**DESCRIPTION OF THE TASK**
The data below should be retyped exactly, with the pictures left out.

**PROVIDED RECORDS**
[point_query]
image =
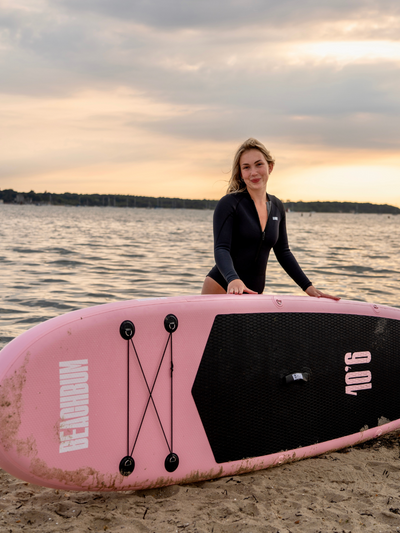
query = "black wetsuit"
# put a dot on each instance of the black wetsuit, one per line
(242, 249)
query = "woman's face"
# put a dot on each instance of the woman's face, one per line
(255, 170)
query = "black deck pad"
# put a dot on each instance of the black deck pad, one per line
(249, 409)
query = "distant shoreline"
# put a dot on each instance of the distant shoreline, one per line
(9, 196)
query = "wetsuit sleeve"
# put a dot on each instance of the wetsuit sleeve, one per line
(223, 232)
(285, 256)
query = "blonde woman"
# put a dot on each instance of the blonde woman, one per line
(248, 223)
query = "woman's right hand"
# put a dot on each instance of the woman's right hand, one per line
(238, 287)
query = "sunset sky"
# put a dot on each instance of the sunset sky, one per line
(152, 97)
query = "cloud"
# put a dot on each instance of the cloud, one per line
(307, 75)
(177, 14)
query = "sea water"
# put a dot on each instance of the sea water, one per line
(56, 259)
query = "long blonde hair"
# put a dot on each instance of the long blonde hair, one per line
(236, 183)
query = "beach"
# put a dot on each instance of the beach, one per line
(354, 490)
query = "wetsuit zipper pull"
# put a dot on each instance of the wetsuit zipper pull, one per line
(260, 245)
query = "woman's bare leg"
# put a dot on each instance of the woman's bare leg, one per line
(212, 287)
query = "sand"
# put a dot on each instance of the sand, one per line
(355, 490)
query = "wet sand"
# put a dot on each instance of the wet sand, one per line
(355, 490)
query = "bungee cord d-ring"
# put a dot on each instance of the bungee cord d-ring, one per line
(127, 331)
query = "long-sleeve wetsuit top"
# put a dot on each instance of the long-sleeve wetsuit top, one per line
(241, 247)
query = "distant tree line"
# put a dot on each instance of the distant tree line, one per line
(9, 196)
(341, 207)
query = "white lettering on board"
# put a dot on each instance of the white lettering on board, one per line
(74, 405)
(360, 380)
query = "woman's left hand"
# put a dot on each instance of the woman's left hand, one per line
(315, 293)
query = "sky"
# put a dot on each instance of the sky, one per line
(153, 97)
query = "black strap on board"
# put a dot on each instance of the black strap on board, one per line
(127, 331)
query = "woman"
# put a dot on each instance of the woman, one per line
(248, 222)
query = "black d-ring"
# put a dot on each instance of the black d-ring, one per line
(127, 330)
(171, 323)
(171, 462)
(126, 466)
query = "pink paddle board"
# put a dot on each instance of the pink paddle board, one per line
(148, 393)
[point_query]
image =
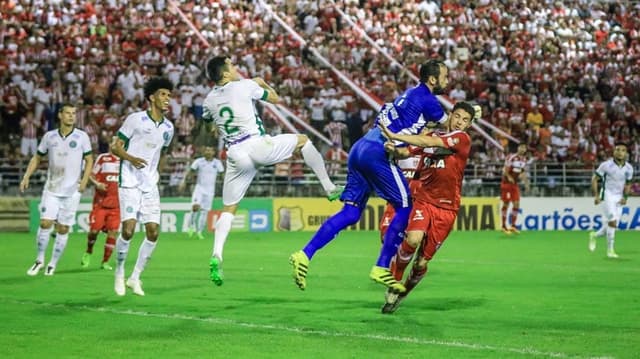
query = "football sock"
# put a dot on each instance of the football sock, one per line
(122, 249)
(202, 220)
(223, 226)
(503, 212)
(144, 253)
(58, 248)
(402, 259)
(394, 236)
(42, 241)
(611, 234)
(91, 240)
(108, 249)
(514, 216)
(313, 159)
(348, 215)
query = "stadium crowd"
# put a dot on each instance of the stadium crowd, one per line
(564, 76)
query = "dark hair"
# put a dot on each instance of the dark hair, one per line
(465, 106)
(156, 83)
(215, 67)
(430, 68)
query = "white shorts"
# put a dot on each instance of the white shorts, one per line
(612, 209)
(244, 158)
(202, 197)
(141, 206)
(61, 209)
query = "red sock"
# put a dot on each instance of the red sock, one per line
(108, 249)
(401, 260)
(514, 216)
(91, 240)
(503, 211)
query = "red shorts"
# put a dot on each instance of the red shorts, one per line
(104, 219)
(435, 222)
(509, 192)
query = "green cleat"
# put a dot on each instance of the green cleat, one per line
(384, 276)
(215, 267)
(335, 193)
(300, 263)
(86, 260)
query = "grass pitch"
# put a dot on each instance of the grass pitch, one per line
(539, 294)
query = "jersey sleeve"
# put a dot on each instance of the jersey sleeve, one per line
(43, 146)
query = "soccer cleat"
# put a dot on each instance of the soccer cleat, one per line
(35, 268)
(51, 270)
(300, 263)
(335, 193)
(215, 271)
(592, 241)
(119, 286)
(384, 276)
(86, 259)
(136, 286)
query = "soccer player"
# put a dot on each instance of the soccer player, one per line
(616, 174)
(230, 107)
(207, 169)
(105, 214)
(512, 173)
(65, 148)
(436, 198)
(142, 140)
(370, 169)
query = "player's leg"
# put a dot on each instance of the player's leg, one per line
(150, 216)
(66, 219)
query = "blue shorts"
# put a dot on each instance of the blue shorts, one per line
(370, 169)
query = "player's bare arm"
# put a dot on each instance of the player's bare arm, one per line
(272, 95)
(33, 165)
(416, 140)
(117, 148)
(88, 167)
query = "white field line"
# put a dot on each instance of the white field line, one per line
(296, 330)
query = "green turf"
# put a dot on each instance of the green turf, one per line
(541, 294)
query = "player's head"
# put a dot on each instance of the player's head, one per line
(461, 116)
(435, 74)
(208, 152)
(67, 114)
(158, 92)
(620, 151)
(220, 70)
(522, 148)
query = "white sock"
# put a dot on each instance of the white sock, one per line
(144, 254)
(313, 159)
(58, 248)
(611, 234)
(223, 226)
(122, 249)
(202, 220)
(42, 241)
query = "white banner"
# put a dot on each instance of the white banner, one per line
(577, 213)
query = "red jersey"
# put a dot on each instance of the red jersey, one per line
(441, 171)
(514, 165)
(106, 170)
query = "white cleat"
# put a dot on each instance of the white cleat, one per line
(136, 286)
(119, 286)
(35, 268)
(51, 270)
(592, 241)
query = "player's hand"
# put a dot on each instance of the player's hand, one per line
(137, 162)
(24, 184)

**SOLUTION**
[point_query]
image =
query = "black wetsuit"
# put a dot on each instance of the black wetsuit, one per line
(242, 249)
query = "woman's face"
# put a dot on each instance of the woman's face, one per line
(255, 170)
query = "black deck pad"
# put a dot on each instance of the black deck pad, one per line
(249, 409)
query = "distant shoreline"
# put a dot on each instance of the distant shoreline, one per line
(9, 196)
query = "wetsuit sleeve"
# put a dot on each instance of the wetsuit sleeve, one per line
(223, 232)
(285, 256)
query = "blonde woman"
# put a dot on each instance of the blonde woman, one per line
(248, 223)
query = "woman's right hand"
# put a dot on each instance of the woman's right hand, one per line
(238, 287)
query = "sunset sky"
# put a dot on each instance of the sunset sky, one per line
(152, 97)
query = "cloud"
# put a dot on each instance of the cloud, one per line
(307, 75)
(177, 14)
query = "sea water"
# put a dot on each instance of the sea water, one per line
(56, 259)
query = "long blonde hair"
# put a dot on each instance of the long blonde hair, one per line
(236, 183)
query = "beach"
# put a dot on each instance of the beach, one per line
(354, 490)
query = "wetsuit zipper pull"
# put a dot on each instance of the wetsuit zipper pull, one per line
(260, 245)
query = "woman's bare leg"
# put a dot on each instance of the woman's bare leg, one per line
(212, 287)
query = "sand"
# put a dot on each instance of the sand, one per line
(355, 490)
query = "wet sand"
# put a dot on each instance of the wet sand, one per line
(355, 490)
query = "bungee cord d-ring"
# put a dot on each instance of the bungee cord d-ring, one per line
(127, 331)
query = "long-sleeve wetsuit top"
# put a dot on each instance of the long-sleeve wetsuit top, one per line
(241, 247)
query = "distant tree line"
# put a dot on each instance of the distant tree line, one per line
(9, 196)
(341, 207)
query = "white lettering on board"
# put a dot on each instance of the white lettering on board, one per line
(74, 405)
(360, 380)
query = "woman's left hand"
# put a dot on each instance of the woman's left hand, one per line
(315, 293)
query = "sky"
# put a dot on each instance of the sky, one per line
(153, 97)
query = "black strap on board"
# put a dot on each instance of the black strap on board, one per line
(127, 331)
query = "woman"
# put a dot on each instance of the woman, one per line
(248, 222)
query = "black d-ring"
# put a dot on each instance of the black d-ring, one per line
(127, 330)
(171, 323)
(171, 462)
(126, 466)
query = "pink paddle board"
# put a dot on each instance of the pink paddle board, one per line
(148, 393)
[point_query]
image =
query = "football sock"
# put a dot on each instance of the football sock, one per line
(122, 249)
(202, 220)
(223, 226)
(503, 212)
(144, 253)
(58, 248)
(402, 259)
(394, 236)
(42, 241)
(611, 234)
(91, 240)
(108, 249)
(514, 216)
(313, 159)
(348, 215)
query = "stadium crowd"
# put a dot on each instance of the stadium crowd, one per line
(564, 76)
query = "dark hair"
# put a dot on each instance of the dark hair, one per line
(465, 106)
(156, 83)
(215, 67)
(430, 68)
query = "white shorts"
# put a dot on each instance of the white shorts, one per line
(612, 209)
(244, 158)
(202, 197)
(141, 206)
(61, 209)
query = "red sock"
# put a dot on each instance of the red sock, one per line
(108, 249)
(401, 260)
(514, 216)
(91, 240)
(503, 211)
query = "red shorts"
# put a dot on each instance of the red shorts, one per line
(104, 219)
(435, 222)
(509, 192)
query = "green cleat"
# put a dot on each instance of the green cleat, one per line
(384, 276)
(215, 267)
(335, 193)
(300, 263)
(86, 260)
query = "grass pitch"
# put a dot on each instance of the grass pitch, one per line
(539, 294)
query = "jersey sleeve"
# put a dot on each instance of the jersey sleeve, one per line
(43, 146)
query = "soccer cleat"
# put a dot on each instance of the soccer cleat, one per line
(35, 268)
(51, 270)
(300, 263)
(335, 193)
(215, 271)
(592, 241)
(119, 286)
(384, 276)
(86, 259)
(136, 286)
query = "soccer player"
# put a dot on each instance of the soccer player, one per line
(616, 174)
(230, 107)
(207, 169)
(105, 214)
(512, 173)
(65, 148)
(436, 198)
(142, 140)
(370, 169)
query = "player's leg"
# put a dot on each instance of the player's leg, one per line
(150, 216)
(66, 219)
query = "blue shorts"
# put a dot on each instance of the blue shorts, one per line
(370, 169)
query = "player's bare arm"
# put a dot on each instance of the player's bare arm, one per line
(272, 95)
(33, 165)
(416, 140)
(117, 148)
(88, 167)
query = "white field line"
# put a dot on each instance of the white field line, one per line
(296, 330)
query = "green turf"
# put a dot on each instance of the green turf, one per line
(541, 294)
query = "player's head"
# put a dot on each instance of the player's head, one per line
(461, 116)
(435, 74)
(208, 152)
(67, 114)
(158, 92)
(620, 151)
(220, 70)
(522, 148)
query = "white sock"
# put a dot on each instance of the white sock, one per line
(144, 254)
(313, 159)
(58, 248)
(611, 234)
(223, 226)
(122, 249)
(202, 220)
(42, 241)
query = "white banner"
# put a dot on each instance of the white banner, one per line
(577, 213)
query = "red jersey"
# put a dot on each instance of the red jersey, one per line
(441, 171)
(514, 165)
(106, 170)
query = "white cleat"
# put a dot on each instance of the white cleat, one per line
(136, 286)
(119, 286)
(35, 268)
(51, 270)
(592, 241)
query = "player's hand"
# put a dot on each instance of the player's hand, one per line
(137, 162)
(24, 184)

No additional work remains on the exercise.